文書:
+---+
可溶性の金属リン酸塩または複合リン酸塩は、化成処理皮膜から溶出して皮膜欠陥部に溶出し、下地鋼の下地鋼成分と反応して不溶性リン酸塩を析出することによって、チタンフッ化物の自己修復作用を補完する。また、可溶性リン酸塩が解離する際に雰囲気が若干酸性化するため、チタンフッ化物の加水分解、ひいては難溶性チタン酸化物または水酸化物の生成が促進される。可溶性のリン酸塩または複合リン酸塩を生成する金属には、アルカリ金属、アルカリ土類金属、Mn等がある。
【0025】
さらに、有機・無機複合皮膜に可撓性を付与し、加工部における塗膜密着性を向上させるために、澱粉、コーンスターチ、ポリビニルアルコール、コロイダルシリカ等を添加してもよい。
【0026】
前記の通り、有機・無機複合皮膜は、ステンレス鋼板に化成処理液を塗布し、水洗せず乾燥することによって形成される。乾燥は常温で行ってもよいが、連続操業を考慮すると加熱温度を50℃以上に保持して乾燥時間を短縮することが好ましい。200℃を超える乾燥温度では、化成処理皮膜に含まれている有機成分が熱分解し、有機成分で付与された特性が損なわれることがある。
【0027】
有機・無機複合皮膜の表面には、透明塗膜が形成されている。透明塗膜には、(メタ)アクリル系モノマーとスチレン系モノマーとの共重合体と、光安定剤とが主成分として含まれる。
【0028】
(メタ)アクリル系樹脂は、透明塗膜の成分として一般的である。(メタ)アクリル系モノマーを共重合成分とする共重合体を含む塗膜は成膜性に優れ、かつ前述のポリビニルフェノール樹脂との密着性が高い。(メタ)アクリル系モノマーの例には、アクリル酸低級アルキルエステルや、メタアクリル酸低級アルキルエステルが含まれる。
【0029】
一方、スチレン系モノマーの例には、スチレンのほかに、スチレンのベンゼン環に置換基が導入された化合物が含まれる。スチレン系モノマーにはベンゼン骨格が含まれるため、スチレン系モノマーを共重合成分とすることにより共重合体の溶媒への溶解性が向上し、高濃度の塗膜液(塗料)を得ることができ;かつ得られる塗膜の硬度が向上する。特に、ロールコートで塗料を塗布する場合には、スプレーで塗料を塗布する場合と比較して、高粘度の塗料を準備する必要があるので、塗料の濃度を高くする必要がある。そこで、スチレン系モノマーを共重合成分とすることにより溶媒への溶解性を向上させることが好ましい。
【0030】
一方で、スチレン系モノマーを共重合成分とすると、透明塗膜に紫外線吸収能が付与される。紫外線を過剰に吸収すると、塗膜の分解が起こり、例えば塗膜の光沢が低下する。したがって、塗膜の品質保持という点からは、その含有量を減らすことが好ましい。
【0031】
そこで、透明塗膜に含まれる共重合体におけるスチレン系モノマー単位数Sと(メタ)アクリル系モノマー単位数Aとの比率(A/S)が、2.5以上であることが好ましい。つまり、スチレン系モノマー単位数Sに対する、(メタ)アクリル系モノマー単位数Aの比率を抑制することで、紫外線に曝される外装用途の塗装鋼板の塗膜に適用されても、劣化が抑制されうる。
+---+
記録:
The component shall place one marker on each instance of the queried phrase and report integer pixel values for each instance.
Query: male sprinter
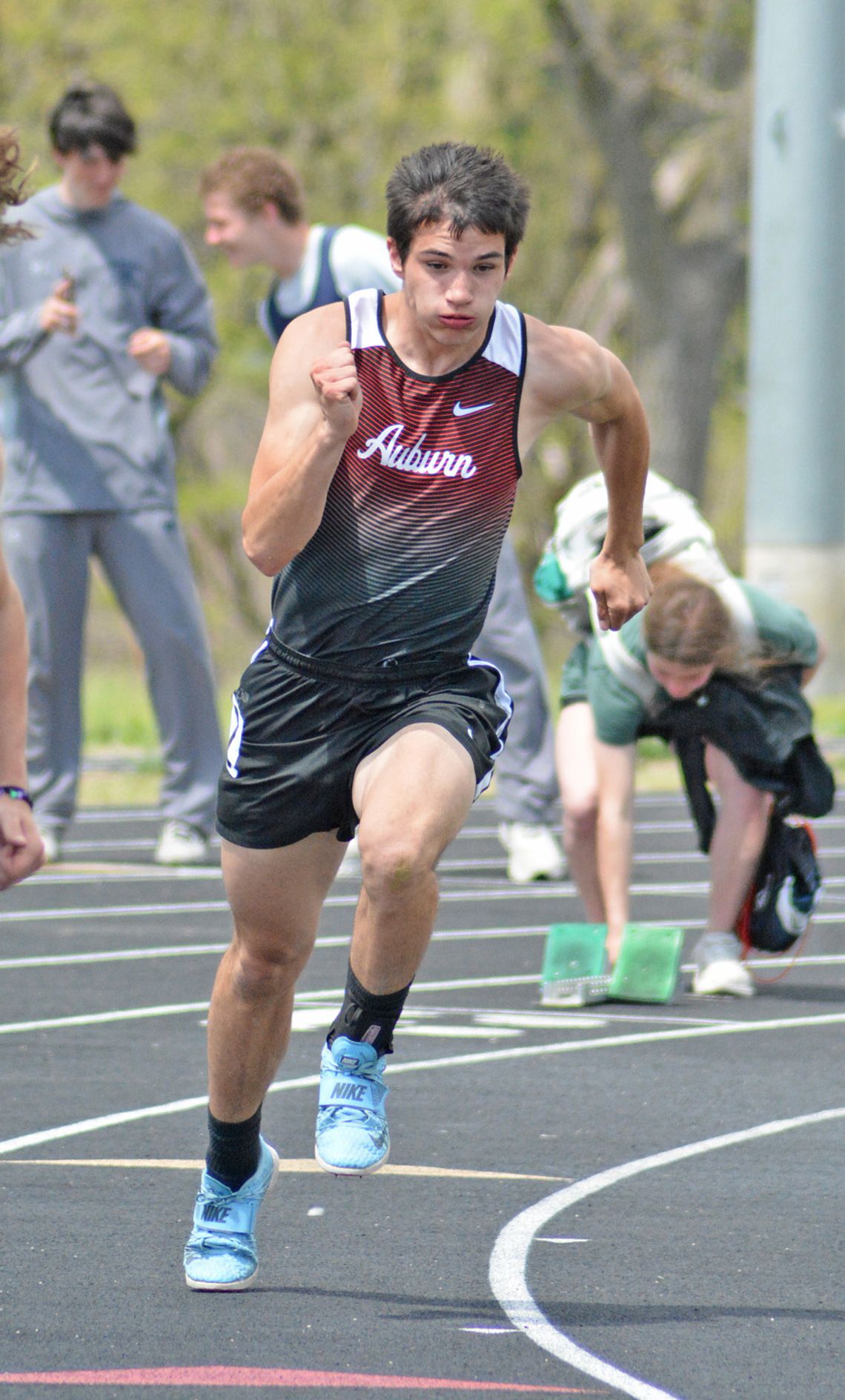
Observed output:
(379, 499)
+---+
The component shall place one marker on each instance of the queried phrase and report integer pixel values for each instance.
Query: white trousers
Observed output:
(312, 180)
+---+
やることリスト:
(1) 文書によると、化成処理皮膜に含まれる有機成分が熱分解することがあるのは、乾燥温度が何℃を超えた場合か。
(2) 文書の「可溶性の金属リン酸塩または複」から「アルキルエステルが含まれる。」までを、一字も変えずに打ち直せ。

課題ごとの解答:
(1) 200℃を超えた場合。

(2)
可溶性の金属リン酸塩または複合リン酸塩は、化成処理皮膜から溶出して皮膜欠陥部に溶出し、下地鋼の下地鋼成分と反応して不溶性リン酸塩を析出することによって、チタンフッ化物の自己修復作用を補完する。また、可溶性リン酸塩が解離する際に雰囲気が若干酸性化するため、チタンフッ化物の加水分解、ひいては難溶性チタン酸化物または水酸化物の生成が促進される。可溶性のリン酸塩または複合リン酸塩を生成する金属には、アルカリ金属、アルカリ土類金属、Mn等がある。
【0025】
さらに、有機・無機複合皮膜に可撓性を付与し、加工部における塗膜密着性を向上させるために、澱粉、コーンスターチ、ポリビニルアルコール、コロイダルシリカ等を添加してもよい。
【0026】
前記の通り、有機・無機複合皮膜は、ステンレス鋼板に化成処理液を塗布し、水洗せず乾燥することによって形成される。乾燥は常温で行ってもよいが、連続操業を考慮すると加熱温度を50℃以上に保持して乾燥時間を短縮することが好ましい。200℃を超える乾燥温度では、化成処理皮膜に含まれている有機成分が熱分解し、有機成分で付与された特性が損なわれることがある。
【0027】
有機・無機複合皮膜の表面には、透明塗膜が形成されている。透明塗膜には、(メタ)アクリル系モノマーとスチレン系モノマーとの共重合体と、光安定剤とが主成分として含まれる。
【0028】
(メタ)アクリル系樹脂は、透明塗膜の成分として一般的である。(メタ)アクリル系モノマーを共重合成分とする共重合体を含む塗膜は成膜性に優れ、かつ前述のポリビニルフェノール樹脂との密着性が高い。(メタ)アクリル系モノマーの例には、アクリル酸低級アルキルエステルや、メタアクリル酸低級アルキルエステルが含まれる。